● Requirement
Copy out the data below word for word, but leave out the pictures.

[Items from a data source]

•••••

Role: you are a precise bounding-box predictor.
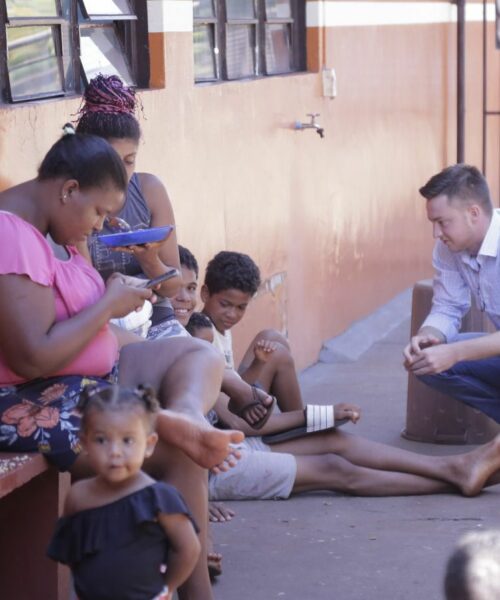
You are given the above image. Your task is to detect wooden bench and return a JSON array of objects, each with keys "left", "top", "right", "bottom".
[{"left": 0, "top": 452, "right": 70, "bottom": 600}]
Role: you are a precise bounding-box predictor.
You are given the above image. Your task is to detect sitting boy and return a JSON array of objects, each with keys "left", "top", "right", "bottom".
[
  {"left": 201, "top": 251, "right": 303, "bottom": 412},
  {"left": 170, "top": 245, "right": 274, "bottom": 429}
]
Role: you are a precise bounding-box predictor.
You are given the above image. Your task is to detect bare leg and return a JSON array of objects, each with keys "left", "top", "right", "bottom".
[
  {"left": 238, "top": 329, "right": 304, "bottom": 412},
  {"left": 272, "top": 430, "right": 500, "bottom": 496},
  {"left": 119, "top": 338, "right": 243, "bottom": 468},
  {"left": 146, "top": 443, "right": 213, "bottom": 600},
  {"left": 120, "top": 338, "right": 242, "bottom": 600},
  {"left": 293, "top": 454, "right": 457, "bottom": 496}
]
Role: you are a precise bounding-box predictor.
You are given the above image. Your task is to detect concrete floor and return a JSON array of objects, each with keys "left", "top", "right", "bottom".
[{"left": 209, "top": 319, "right": 500, "bottom": 600}]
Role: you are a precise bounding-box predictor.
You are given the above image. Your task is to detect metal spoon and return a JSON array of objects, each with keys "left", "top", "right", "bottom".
[{"left": 106, "top": 217, "right": 132, "bottom": 233}]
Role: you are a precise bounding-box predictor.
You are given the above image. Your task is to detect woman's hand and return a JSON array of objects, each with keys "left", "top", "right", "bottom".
[{"left": 103, "top": 273, "right": 153, "bottom": 319}]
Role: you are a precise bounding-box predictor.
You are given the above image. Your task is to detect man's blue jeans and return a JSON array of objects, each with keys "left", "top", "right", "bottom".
[{"left": 418, "top": 333, "right": 500, "bottom": 423}]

•••••

● Exercise output
Role: you are a precise bounding-box predictor.
You are given the above image. Your task is to detect wooden bench and return a JSON array of objects, each with keys "left", "top", "right", "bottom".
[{"left": 0, "top": 452, "right": 70, "bottom": 600}]
Role: you are a precise bounding-box predictor.
You are given the above image. Your task is to detect sitting boy and return a JSON array of objects, each with keys "left", "top", "right", "bottom".
[
  {"left": 201, "top": 251, "right": 303, "bottom": 412},
  {"left": 170, "top": 245, "right": 274, "bottom": 429}
]
Role: you are a precise bounding-box predictor.
You are given the above image. Your task is to detect bare leg and return a JSON array of objects, each with keys "left", "top", "right", "bottom".
[
  {"left": 238, "top": 329, "right": 304, "bottom": 412},
  {"left": 272, "top": 430, "right": 500, "bottom": 496},
  {"left": 119, "top": 338, "right": 243, "bottom": 468},
  {"left": 146, "top": 443, "right": 213, "bottom": 600},
  {"left": 120, "top": 338, "right": 242, "bottom": 600},
  {"left": 293, "top": 454, "right": 457, "bottom": 496}
]
Role: you are a precise bounding-box predictor.
You are given the above image. Your task is to detect concrete floor and return a JSON array of objects, each with keys "left", "top", "right", "bottom".
[{"left": 209, "top": 319, "right": 500, "bottom": 600}]
Role: you are a precise bounding-box predictor.
You are given the above image. Your task is to detect metal spoon and return a JSON array of objects, each with keys "left", "top", "right", "bottom".
[{"left": 106, "top": 217, "right": 132, "bottom": 233}]
Role: you are a precise bounding-box predictor.
You are given the above image. Your task is to detect woman's hand and return a JSON array of objects, each with keys "left", "top", "right", "bottom".
[{"left": 103, "top": 273, "right": 153, "bottom": 319}]
Role: you are a precise bounding-box predictor.
You are given the above image. Your task is to detect man's blue jeans and return a JSON array of objects, each with keys "left", "top", "right", "bottom".
[{"left": 418, "top": 333, "right": 500, "bottom": 423}]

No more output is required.